== Task statement ==
Write out every entry exactly as it stands.

(Data items)
— Begin —

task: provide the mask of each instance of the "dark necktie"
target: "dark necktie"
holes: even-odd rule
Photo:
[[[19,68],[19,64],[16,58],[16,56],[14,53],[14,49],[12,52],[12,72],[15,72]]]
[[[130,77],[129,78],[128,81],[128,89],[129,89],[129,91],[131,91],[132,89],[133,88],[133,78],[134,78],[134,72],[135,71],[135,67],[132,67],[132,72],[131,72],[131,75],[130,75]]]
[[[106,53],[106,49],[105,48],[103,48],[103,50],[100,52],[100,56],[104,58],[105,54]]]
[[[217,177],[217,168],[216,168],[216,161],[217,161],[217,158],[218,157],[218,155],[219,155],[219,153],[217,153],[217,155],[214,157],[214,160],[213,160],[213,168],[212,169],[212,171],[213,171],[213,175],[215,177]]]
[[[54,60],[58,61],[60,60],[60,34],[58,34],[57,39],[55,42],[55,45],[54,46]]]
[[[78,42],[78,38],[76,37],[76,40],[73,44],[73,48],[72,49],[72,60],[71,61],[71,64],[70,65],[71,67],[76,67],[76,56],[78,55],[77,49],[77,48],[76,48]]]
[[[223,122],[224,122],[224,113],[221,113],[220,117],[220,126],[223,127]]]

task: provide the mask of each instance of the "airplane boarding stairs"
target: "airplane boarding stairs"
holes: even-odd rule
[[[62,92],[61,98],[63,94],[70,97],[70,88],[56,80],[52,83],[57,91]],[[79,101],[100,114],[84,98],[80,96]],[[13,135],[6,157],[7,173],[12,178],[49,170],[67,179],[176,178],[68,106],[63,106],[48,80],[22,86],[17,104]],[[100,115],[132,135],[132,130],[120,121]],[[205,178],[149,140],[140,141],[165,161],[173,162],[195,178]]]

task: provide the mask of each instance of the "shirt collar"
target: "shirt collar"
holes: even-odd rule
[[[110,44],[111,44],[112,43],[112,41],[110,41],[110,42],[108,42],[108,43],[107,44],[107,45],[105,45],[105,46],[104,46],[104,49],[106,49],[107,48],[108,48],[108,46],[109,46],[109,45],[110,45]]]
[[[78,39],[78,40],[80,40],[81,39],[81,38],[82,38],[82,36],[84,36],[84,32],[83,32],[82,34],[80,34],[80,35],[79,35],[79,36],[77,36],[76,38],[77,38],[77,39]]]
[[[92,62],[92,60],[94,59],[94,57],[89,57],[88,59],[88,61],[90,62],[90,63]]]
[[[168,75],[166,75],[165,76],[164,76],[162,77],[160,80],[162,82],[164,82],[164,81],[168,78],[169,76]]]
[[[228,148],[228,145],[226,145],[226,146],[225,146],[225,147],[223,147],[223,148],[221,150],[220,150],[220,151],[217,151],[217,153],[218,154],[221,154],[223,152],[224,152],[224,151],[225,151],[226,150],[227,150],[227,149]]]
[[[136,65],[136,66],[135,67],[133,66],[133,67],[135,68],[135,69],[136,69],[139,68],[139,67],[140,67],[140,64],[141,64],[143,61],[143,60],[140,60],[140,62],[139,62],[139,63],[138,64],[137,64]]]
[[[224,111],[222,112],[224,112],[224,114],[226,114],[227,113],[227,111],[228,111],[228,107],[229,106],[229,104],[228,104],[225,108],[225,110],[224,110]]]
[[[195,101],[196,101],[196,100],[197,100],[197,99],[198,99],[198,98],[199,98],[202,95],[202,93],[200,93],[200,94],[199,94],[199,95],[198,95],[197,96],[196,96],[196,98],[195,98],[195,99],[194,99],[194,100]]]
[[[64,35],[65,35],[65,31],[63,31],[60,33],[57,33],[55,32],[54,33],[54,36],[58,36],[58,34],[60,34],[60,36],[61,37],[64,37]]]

— End —

== Task output ==
task: provide the mask of each instance of the "dark necktie"
target: "dark necktie"
holes: even-odd rule
Photo:
[[[19,68],[19,64],[16,58],[16,56],[14,53],[14,49],[12,52],[12,72],[15,72]]]
[[[130,77],[129,78],[128,81],[128,89],[129,89],[129,91],[131,91],[132,89],[133,88],[133,78],[134,78],[134,72],[135,71],[135,67],[132,67],[132,72],[131,72],[131,75],[130,75]]]
[[[106,53],[106,49],[105,48],[103,48],[103,50],[100,52],[100,56],[104,58],[105,54]]]
[[[217,177],[217,168],[216,168],[216,161],[217,161],[217,158],[218,157],[218,155],[219,155],[219,153],[217,153],[217,155],[214,157],[214,160],[213,160],[213,168],[212,169],[212,171],[213,171],[213,175],[215,177]]]
[[[54,60],[58,61],[60,60],[60,34],[58,34],[57,39],[55,42],[55,45],[54,46]]]
[[[78,42],[78,38],[76,37],[76,40],[73,44],[73,48],[72,49],[72,60],[71,61],[71,64],[70,65],[71,67],[76,67],[76,56],[78,55],[77,49],[77,48],[76,48]]]
[[[223,122],[224,122],[224,113],[221,113],[220,117],[220,126],[223,127]]]

task: provide the mask of each instance of the "airplane boarding stairs"
target: "airplane boarding stairs"
holes: even-odd rule
[[[62,92],[61,98],[63,94],[70,97],[70,88],[56,80],[52,83],[57,91]],[[79,101],[100,114],[84,98],[80,96]],[[13,135],[6,157],[7,173],[12,178],[49,170],[67,179],[176,178],[68,106],[63,106],[48,80],[22,86],[17,104]],[[100,115],[132,135],[132,130],[120,121]],[[205,178],[149,140],[140,141],[165,161],[173,162],[195,178]]]

task: provide the mask of each instance of the "shirt collar"
target: "shirt collar"
holes: even-odd rule
[[[110,44],[111,44],[112,43],[112,41],[110,41],[110,42],[108,42],[108,43],[107,44],[107,45],[105,45],[105,46],[104,46],[104,49],[106,49],[107,48],[108,48],[108,46],[109,46],[109,45],[110,45]]]
[[[78,39],[78,40],[80,40],[81,39],[81,38],[82,38],[82,36],[84,36],[84,32],[83,32],[82,34],[80,34],[80,35],[79,35],[79,36],[77,36],[76,38],[77,38],[77,39]]]
[[[92,62],[92,60],[94,59],[94,57],[89,57],[88,59],[88,61],[90,62],[90,63]]]
[[[168,75],[166,75],[165,76],[164,76],[162,77],[160,80],[162,82],[164,82],[164,81],[168,78],[169,76]]]
[[[228,148],[228,145],[226,145],[226,146],[225,146],[225,147],[223,147],[223,148],[221,150],[220,150],[220,151],[217,151],[217,153],[218,154],[221,154],[223,152],[224,152],[224,151],[225,151],[226,150],[227,150],[227,149]]]
[[[136,65],[136,66],[135,67],[133,66],[133,67],[135,68],[135,69],[136,69],[139,68],[139,67],[140,67],[140,64],[141,64],[143,61],[143,60],[140,60],[140,62],[139,62],[139,63],[138,64],[137,64]]]
[[[224,111],[222,112],[224,112],[224,114],[226,114],[227,113],[227,111],[228,111],[228,107],[229,106],[229,104],[228,104],[225,108],[225,110],[224,110]]]
[[[195,101],[196,101],[196,100],[197,100],[197,99],[198,99],[198,98],[199,98],[202,95],[202,93],[200,93],[200,94],[199,94],[199,95],[198,95],[197,96],[196,96],[196,98],[195,98],[195,99],[194,99],[194,100]]]
[[[64,35],[65,35],[65,31],[63,31],[60,33],[57,33],[55,32],[54,33],[54,36],[58,36],[58,34],[60,34],[60,36],[61,37],[64,37]]]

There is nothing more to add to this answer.